## Enunciado
Responde, por favor, estas preguntas sobre el texto de la guerra civil en Euskadi:
(a) ¿Cuántos años se cumplen este mes del comienzo de la guerra civil española?
(b) ¿Qué dos territorios permanecieron bajo la legalidad republicana tras la sublevación del 18 de julio?
(c) ¿Qué cargo dice ocupar en el Gobierno Vasco quien escribe?

## Pasaje citado
►

Hoy es 18 de Julio. Triste fecha de infausto recuerdo. Este mes se cumplen 75 años del comienzo de la guerra civil española. Una guerra que a menudo se ha contado entre nosotros como un conflicto del pueblo vasco contra Franco y sus aliados fascistas, pero que hoy sabemos, gracias al buen trabajo de los historiadores profesionales, que fue una guerra civil también en Euskadi, con vascos en los dos bandos enfrentados en combate y sobre todo con vascos, hombres, mujeres y niños, entre las miles de víctimas de uno y otro lado. En un artículo firmado por Idoia Mendía y publicado en la prensa de Vocento nos recuerda que nada duradero se puede construir sobre la amnesia y el olvido. Necesitamos recordar para que nuestros hijos e hijas no conozcan nunca nada parecido a lo que hace 75 años se cernió sobre nuestros padres y abuelos.
Como es sabido, tras la sublevación del 18 de julio, Bizkaia y Gipuzkoa permanecieron bajo la legalidad republicana, mientras que en casi toda Álava -al igual que en Navarra- triunfó la rebelión militar, que contó además con un amplio apoyo civil, básicamente de requetés carlistas. Como reconoció el nacionalista Manuel de Irujo, de la guerra fratricida que se siguió «salieron con las manos manchadas de sangre izquierdas y derechas, católicos y anticlericales, demócratas y cruzados, entre ellos no pocos vascos». Quizá porque esto fue así, porque la guerra del 36 enfrentó a unos vascos con otros, el conflicto y sus secuelas de muerte, exilio y represión produjeron una enorme brecha en nuestra sociedad que ha llegado hasta nuestros días.
Al Gobierno Vasco -y a mí en particular como consejera de Justicia y responsable de la memoria histórica- se le plantea en esta fecha el reto de recordar a todas las víctimas de aquella catástrofe con verdad, justicia y rigor histórico. No es tarea fácil porque las memorias familiares, las ausencias, el sufrimiento y el dolor siguen estando muy presentes en muchos de nuestros hogares. Con todo, creo que merece la pena intentarlo porque, como ha escrito el profesor Santiago de Pablo, «el mejor homenaje que podemos rendir a las víctimas no es inventar historias, sino reconstruir la historia de la forma más veraz posible».

◄

## Extractos de datos de anotación por puntos
►

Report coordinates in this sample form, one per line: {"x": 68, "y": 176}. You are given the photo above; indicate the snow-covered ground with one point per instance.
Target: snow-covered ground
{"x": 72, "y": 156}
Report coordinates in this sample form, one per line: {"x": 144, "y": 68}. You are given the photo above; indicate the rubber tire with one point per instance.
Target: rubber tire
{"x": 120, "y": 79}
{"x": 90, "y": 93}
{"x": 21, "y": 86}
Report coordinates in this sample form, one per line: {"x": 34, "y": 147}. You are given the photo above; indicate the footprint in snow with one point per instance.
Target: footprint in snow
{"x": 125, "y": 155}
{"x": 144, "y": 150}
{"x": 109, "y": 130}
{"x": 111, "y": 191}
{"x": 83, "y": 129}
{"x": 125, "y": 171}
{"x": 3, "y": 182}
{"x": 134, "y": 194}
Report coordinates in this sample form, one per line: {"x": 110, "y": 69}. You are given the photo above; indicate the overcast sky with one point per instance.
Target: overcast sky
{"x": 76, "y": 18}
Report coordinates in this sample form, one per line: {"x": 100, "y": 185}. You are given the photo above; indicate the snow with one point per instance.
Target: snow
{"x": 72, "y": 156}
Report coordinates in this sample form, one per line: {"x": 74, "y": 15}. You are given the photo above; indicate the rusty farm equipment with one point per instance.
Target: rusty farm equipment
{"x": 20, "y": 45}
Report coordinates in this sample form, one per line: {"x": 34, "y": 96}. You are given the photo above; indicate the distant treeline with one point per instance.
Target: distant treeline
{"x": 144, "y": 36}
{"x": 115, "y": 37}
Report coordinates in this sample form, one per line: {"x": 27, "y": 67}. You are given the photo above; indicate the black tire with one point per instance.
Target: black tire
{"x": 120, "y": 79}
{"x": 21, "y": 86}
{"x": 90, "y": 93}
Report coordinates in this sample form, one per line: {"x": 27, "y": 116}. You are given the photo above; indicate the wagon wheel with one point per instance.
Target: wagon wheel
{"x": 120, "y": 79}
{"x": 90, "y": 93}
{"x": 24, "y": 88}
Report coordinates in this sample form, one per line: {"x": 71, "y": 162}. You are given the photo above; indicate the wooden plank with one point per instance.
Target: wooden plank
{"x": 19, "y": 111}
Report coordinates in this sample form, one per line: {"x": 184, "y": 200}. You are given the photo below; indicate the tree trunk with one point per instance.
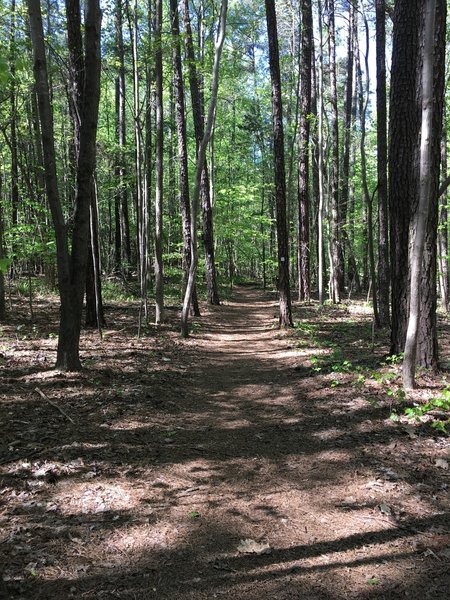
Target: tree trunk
{"x": 420, "y": 217}
{"x": 3, "y": 263}
{"x": 13, "y": 144}
{"x": 71, "y": 267}
{"x": 363, "y": 102}
{"x": 403, "y": 168}
{"x": 159, "y": 270}
{"x": 346, "y": 143}
{"x": 383, "y": 223}
{"x": 182, "y": 151}
{"x": 427, "y": 355}
{"x": 443, "y": 230}
{"x": 337, "y": 277}
{"x": 304, "y": 284}
{"x": 285, "y": 319}
{"x": 199, "y": 126}
{"x": 320, "y": 212}
{"x": 200, "y": 165}
{"x": 122, "y": 246}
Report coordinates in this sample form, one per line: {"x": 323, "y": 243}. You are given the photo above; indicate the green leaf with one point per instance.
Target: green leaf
{"x": 5, "y": 263}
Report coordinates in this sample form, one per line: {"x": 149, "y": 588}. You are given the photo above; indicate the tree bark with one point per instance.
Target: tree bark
{"x": 337, "y": 272}
{"x": 427, "y": 343}
{"x": 304, "y": 202}
{"x": 420, "y": 217}
{"x": 200, "y": 165}
{"x": 383, "y": 222}
{"x": 71, "y": 267}
{"x": 285, "y": 318}
{"x": 182, "y": 151}
{"x": 403, "y": 168}
{"x": 159, "y": 268}
{"x": 199, "y": 126}
{"x": 363, "y": 102}
{"x": 443, "y": 230}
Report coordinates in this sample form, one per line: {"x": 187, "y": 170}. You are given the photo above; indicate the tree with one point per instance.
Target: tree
{"x": 71, "y": 265}
{"x": 198, "y": 110}
{"x": 159, "y": 269}
{"x": 383, "y": 223}
{"x": 182, "y": 150}
{"x": 285, "y": 318}
{"x": 404, "y": 131}
{"x": 199, "y": 167}
{"x": 304, "y": 285}
{"x": 337, "y": 256}
{"x": 428, "y": 172}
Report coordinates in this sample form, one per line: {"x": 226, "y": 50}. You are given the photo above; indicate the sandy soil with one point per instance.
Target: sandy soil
{"x": 237, "y": 464}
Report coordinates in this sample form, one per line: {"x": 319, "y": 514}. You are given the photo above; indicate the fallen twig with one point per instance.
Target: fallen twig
{"x": 44, "y": 397}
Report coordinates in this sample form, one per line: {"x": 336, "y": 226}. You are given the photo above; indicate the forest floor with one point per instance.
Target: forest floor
{"x": 243, "y": 463}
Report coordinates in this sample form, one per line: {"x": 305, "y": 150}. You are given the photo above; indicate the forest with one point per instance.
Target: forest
{"x": 224, "y": 299}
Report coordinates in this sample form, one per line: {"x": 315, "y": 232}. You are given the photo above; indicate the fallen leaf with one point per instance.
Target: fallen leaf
{"x": 385, "y": 509}
{"x": 441, "y": 463}
{"x": 249, "y": 546}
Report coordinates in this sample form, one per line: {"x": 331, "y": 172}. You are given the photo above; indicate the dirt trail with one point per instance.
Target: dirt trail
{"x": 169, "y": 469}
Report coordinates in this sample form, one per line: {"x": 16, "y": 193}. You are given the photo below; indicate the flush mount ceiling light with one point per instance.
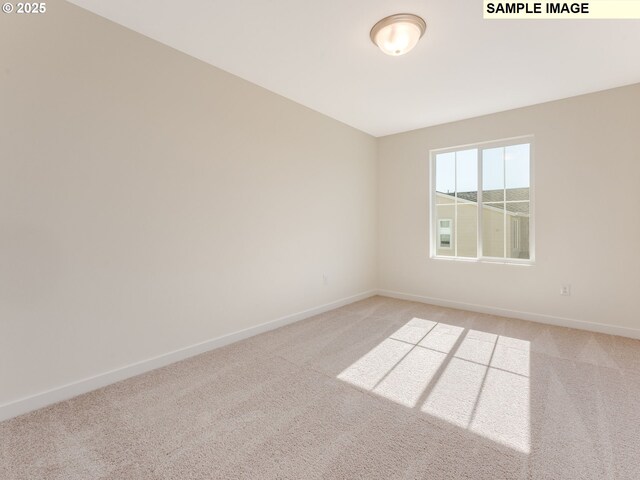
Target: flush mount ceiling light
{"x": 398, "y": 34}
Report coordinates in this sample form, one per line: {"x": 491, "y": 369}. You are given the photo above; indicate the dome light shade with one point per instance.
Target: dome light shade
{"x": 398, "y": 34}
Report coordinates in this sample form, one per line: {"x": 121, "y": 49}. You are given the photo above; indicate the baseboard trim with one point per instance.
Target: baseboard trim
{"x": 534, "y": 317}
{"x": 65, "y": 392}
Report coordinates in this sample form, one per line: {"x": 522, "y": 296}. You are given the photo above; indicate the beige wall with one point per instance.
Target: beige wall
{"x": 586, "y": 149}
{"x": 149, "y": 202}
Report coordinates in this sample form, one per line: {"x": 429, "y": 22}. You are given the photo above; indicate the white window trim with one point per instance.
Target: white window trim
{"x": 433, "y": 240}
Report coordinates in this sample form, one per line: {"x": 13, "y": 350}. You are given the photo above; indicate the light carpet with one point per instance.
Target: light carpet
{"x": 380, "y": 389}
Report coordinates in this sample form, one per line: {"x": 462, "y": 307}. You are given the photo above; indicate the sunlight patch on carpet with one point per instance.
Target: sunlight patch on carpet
{"x": 475, "y": 380}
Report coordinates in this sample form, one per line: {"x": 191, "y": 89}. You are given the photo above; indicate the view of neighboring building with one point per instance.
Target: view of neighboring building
{"x": 505, "y": 223}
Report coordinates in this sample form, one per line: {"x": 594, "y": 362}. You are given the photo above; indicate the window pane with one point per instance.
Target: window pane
{"x": 517, "y": 179}
{"x": 467, "y": 229}
{"x": 445, "y": 230}
{"x": 446, "y": 177}
{"x": 467, "y": 172}
{"x": 493, "y": 230}
{"x": 493, "y": 174}
{"x": 518, "y": 230}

◄

## Respuesta
(a) 75 años.
(b) Bizkaia y Gipuzkoa.
(c) Consejera de Justicia y responsable de la memoria histórica.